• _DATA_:
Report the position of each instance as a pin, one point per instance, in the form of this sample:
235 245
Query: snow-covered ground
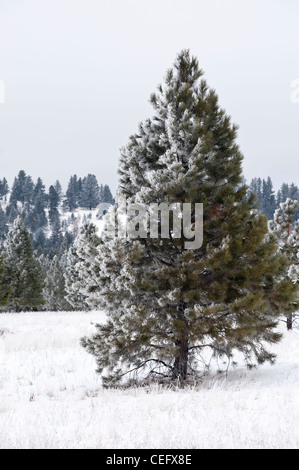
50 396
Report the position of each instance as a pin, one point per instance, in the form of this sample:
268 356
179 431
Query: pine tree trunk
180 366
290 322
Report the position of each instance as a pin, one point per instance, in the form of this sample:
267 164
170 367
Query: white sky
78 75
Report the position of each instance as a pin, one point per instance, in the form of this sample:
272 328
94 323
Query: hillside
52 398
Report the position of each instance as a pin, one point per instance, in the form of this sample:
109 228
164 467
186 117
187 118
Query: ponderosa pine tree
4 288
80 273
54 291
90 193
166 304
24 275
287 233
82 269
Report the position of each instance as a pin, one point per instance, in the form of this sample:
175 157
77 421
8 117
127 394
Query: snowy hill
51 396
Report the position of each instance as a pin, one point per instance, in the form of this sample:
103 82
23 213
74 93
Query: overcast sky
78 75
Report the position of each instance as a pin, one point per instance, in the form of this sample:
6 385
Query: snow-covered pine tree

---

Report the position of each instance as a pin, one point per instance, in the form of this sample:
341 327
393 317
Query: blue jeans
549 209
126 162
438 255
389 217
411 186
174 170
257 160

...

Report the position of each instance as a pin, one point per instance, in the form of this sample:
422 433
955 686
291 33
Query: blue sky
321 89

• _AIM OF THE TASK_: Could you transcribe the entries above word for word, from the line with "Query: white sky" down to the line with "Query: snow-covered pine tree", keeping both?

• _FINAL ANSWER_:
Query: white sky
78 75
Report the position of each instance as a pin, one point per instance, in the form of this sample:
272 328
94 323
Query: hillside
52 398
Report the position of each instance as a pin, one point per instance, in the form of this sample:
109 228
164 467
186 117
187 118
Query: ponderosa pine tree
4 288
80 273
54 291
90 193
166 304
24 275
287 233
82 269
Report the position of each instance as a pin, one point per instance, in the form of this sample:
175 157
77 421
8 117
127 394
Query: snowy hill
51 396
Report the position of each instance as a pin, one point per instance, in the form of this sample:
103 82
23 213
74 93
Query: overcast sky
78 75
Report the position of each instance as a pin, one point per instance, in the form of this sample:
6 385
Query: snow-covered pine tree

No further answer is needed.